§ **EXERCISE INSTRUCTIONS**
Set down every entry word for word. Omit the pictures.

(Image region outline records)
────────

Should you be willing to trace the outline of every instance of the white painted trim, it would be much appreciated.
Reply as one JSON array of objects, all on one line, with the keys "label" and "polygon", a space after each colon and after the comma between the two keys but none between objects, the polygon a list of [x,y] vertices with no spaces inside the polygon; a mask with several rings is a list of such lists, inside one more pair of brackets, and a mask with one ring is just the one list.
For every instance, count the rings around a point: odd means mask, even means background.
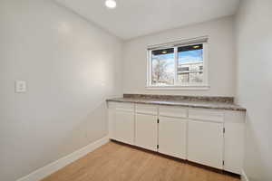
[{"label": "white painted trim", "polygon": [[241,181],[249,181],[248,177],[246,175],[245,170],[242,170],[242,175],[241,175]]},{"label": "white painted trim", "polygon": [[79,159],[80,157],[87,155],[88,153],[93,151],[94,149],[100,148],[101,146],[109,142],[109,137],[103,137],[81,149],[78,149],[68,156],[65,156],[44,167],[41,167],[29,175],[17,179],[16,181],[39,181],[47,176],[56,172],[57,170],[64,167],[65,166],[71,164],[72,162]]}]

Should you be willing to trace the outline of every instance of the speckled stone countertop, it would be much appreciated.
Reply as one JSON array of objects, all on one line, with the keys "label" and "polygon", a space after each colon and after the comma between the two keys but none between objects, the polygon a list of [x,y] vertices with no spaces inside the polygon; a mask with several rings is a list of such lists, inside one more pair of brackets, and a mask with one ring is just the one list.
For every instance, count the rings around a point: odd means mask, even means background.
[{"label": "speckled stone countertop", "polygon": [[231,102],[221,101],[191,101],[191,100],[160,100],[160,99],[139,99],[139,98],[112,98],[107,101],[114,102],[131,102],[141,104],[154,104],[165,106],[181,106],[188,108],[202,108],[213,110],[238,110],[246,111],[247,110]]}]

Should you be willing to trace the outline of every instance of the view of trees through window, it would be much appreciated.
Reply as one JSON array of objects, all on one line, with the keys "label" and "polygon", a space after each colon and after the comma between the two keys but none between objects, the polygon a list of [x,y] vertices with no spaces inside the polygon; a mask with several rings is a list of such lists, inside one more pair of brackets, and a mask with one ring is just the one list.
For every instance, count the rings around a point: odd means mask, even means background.
[{"label": "view of trees through window", "polygon": [[178,81],[196,83],[203,81],[203,45],[178,48]]},{"label": "view of trees through window", "polygon": [[174,49],[152,51],[152,85],[174,83]]},{"label": "view of trees through window", "polygon": [[201,83],[203,66],[202,43],[151,51],[151,85]]}]

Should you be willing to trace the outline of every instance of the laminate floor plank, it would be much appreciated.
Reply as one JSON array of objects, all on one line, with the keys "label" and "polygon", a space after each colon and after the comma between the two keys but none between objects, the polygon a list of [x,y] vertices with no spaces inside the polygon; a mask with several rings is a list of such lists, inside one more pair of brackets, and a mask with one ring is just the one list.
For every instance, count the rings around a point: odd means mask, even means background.
[{"label": "laminate floor plank", "polygon": [[238,181],[231,176],[109,142],[42,181]]}]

────────

§ **PROBLEM SOLUTION**
Should you be willing to trace the outline of every instance of the white painted trim, it would be much appreciated.
Reply as one JSON array of objects, all on one line, with the keys "label" and "polygon", a space after each colon and after the comma between the two keys but none between objects, the polygon a list of [x,y] vertices with no spaces inside the polygon; a mask with several rings is a list of such lists, inside one more pair of brackets, and a mask with one ring is just the one list.
For every instance, count the rings around a point: odd means mask, even means background.
[{"label": "white painted trim", "polygon": [[241,181],[249,181],[248,177],[246,175],[245,170],[242,170],[242,175],[241,175]]},{"label": "white painted trim", "polygon": [[79,159],[80,157],[87,155],[88,153],[93,151],[94,149],[100,148],[101,146],[109,142],[109,137],[103,137],[81,149],[78,149],[68,156],[65,156],[44,167],[41,167],[29,175],[17,179],[16,181],[39,181],[47,176],[56,172],[57,170],[64,167],[65,166],[71,164],[72,162]]}]

Should you be willing to trace the outline of every instance of the speckled stone countertop, it would be much appreciated.
Reply as one JSON array of objects, all on one line, with the keys "label" and "polygon", a space after each colon and after the comma between the two keys but none between objects, the polygon a list of [x,y] vertices with no spaces inside the polygon; a mask with several rings is a list of such lists, inside one more pair of brackets, and a mask with one ring is just the one list.
For every instance, count the rings around a point: odd means mask, even means background.
[{"label": "speckled stone countertop", "polygon": [[231,102],[221,101],[191,101],[191,100],[160,100],[160,99],[139,99],[139,98],[112,98],[107,101],[114,102],[131,102],[141,104],[154,104],[165,106],[181,106],[188,108],[202,108],[213,110],[238,110],[246,111],[247,110]]}]

Should you be willing to trace the outline of every instance of the view of trees through window, it would be much appreciated.
Reply as one JSON array of objects, all on one line, with the keys "label" and "polygon", a space after each colon and after the comma between the two keys but none between objects, the polygon a list of [x,y] vertices with no spaces inside the polygon; a mask with several rings is a list of such lists, inside one more pair of brackets, and a mask with one ring is just the one list.
For every instance, count the rings around a point: odd means mask, even means background.
[{"label": "view of trees through window", "polygon": [[178,81],[196,83],[203,81],[203,45],[178,48]]},{"label": "view of trees through window", "polygon": [[174,49],[152,51],[152,85],[174,83]]},{"label": "view of trees through window", "polygon": [[201,83],[203,66],[202,43],[151,51],[151,85]]}]

Should you be willing to trace the outline of every instance of the laminate floor plank, it would be much appreciated.
Reply as one JSON array of objects, all on one line, with the keys "label" and "polygon", a space after each colon and after the comma between the two keys but none between objects, the polygon a list of [x,y] vertices with no spaces inside the polygon; a mask with several rings is a list of such lists, inside one more pair of brackets, and a mask with one ring is just the one list.
For every instance, count the rings around a point: odd means mask, even means background.
[{"label": "laminate floor plank", "polygon": [[238,181],[231,176],[109,142],[42,181]]}]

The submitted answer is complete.